**Input data**
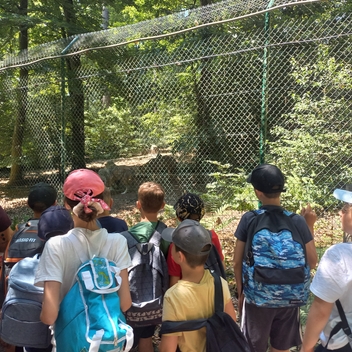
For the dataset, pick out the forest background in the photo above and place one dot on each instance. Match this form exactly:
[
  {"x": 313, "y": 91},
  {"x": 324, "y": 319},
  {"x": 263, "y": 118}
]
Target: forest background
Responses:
[{"x": 189, "y": 94}]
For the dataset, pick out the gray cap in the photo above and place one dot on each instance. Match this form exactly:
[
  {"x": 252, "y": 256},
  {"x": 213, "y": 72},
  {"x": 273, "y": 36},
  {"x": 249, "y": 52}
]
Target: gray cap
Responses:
[{"x": 190, "y": 236}]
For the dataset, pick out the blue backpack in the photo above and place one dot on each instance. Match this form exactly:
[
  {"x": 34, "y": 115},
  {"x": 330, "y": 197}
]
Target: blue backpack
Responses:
[
  {"x": 275, "y": 270},
  {"x": 22, "y": 306},
  {"x": 90, "y": 318}
]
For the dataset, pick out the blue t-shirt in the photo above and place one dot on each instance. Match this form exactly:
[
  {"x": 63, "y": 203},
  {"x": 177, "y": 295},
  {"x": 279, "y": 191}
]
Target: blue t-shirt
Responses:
[
  {"x": 241, "y": 232},
  {"x": 113, "y": 225}
]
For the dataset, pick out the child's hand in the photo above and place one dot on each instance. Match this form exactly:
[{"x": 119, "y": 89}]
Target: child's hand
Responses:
[{"x": 310, "y": 216}]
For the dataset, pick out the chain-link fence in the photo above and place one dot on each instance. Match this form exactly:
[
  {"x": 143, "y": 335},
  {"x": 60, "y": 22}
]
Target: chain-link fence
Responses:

**Task brief**
Copy the entries again from the line containing "For the dataset, pick out the child's" through the end of the entries, changing "chain-link fence" to "wooden fence" and leaving everything else the same.

**Full output**
For the dataset, pick out the child's hand in the photo above and place one dot on each instance. Match this form exactly:
[{"x": 119, "y": 89}]
Target: child's hand
Responses:
[{"x": 310, "y": 216}]
For the dataset, pick out the wooden fence in the photo above and place one dot on each instance. Match this form exactly:
[
  {"x": 143, "y": 335},
  {"x": 60, "y": 22}
]
Target: wooden fence
Responses:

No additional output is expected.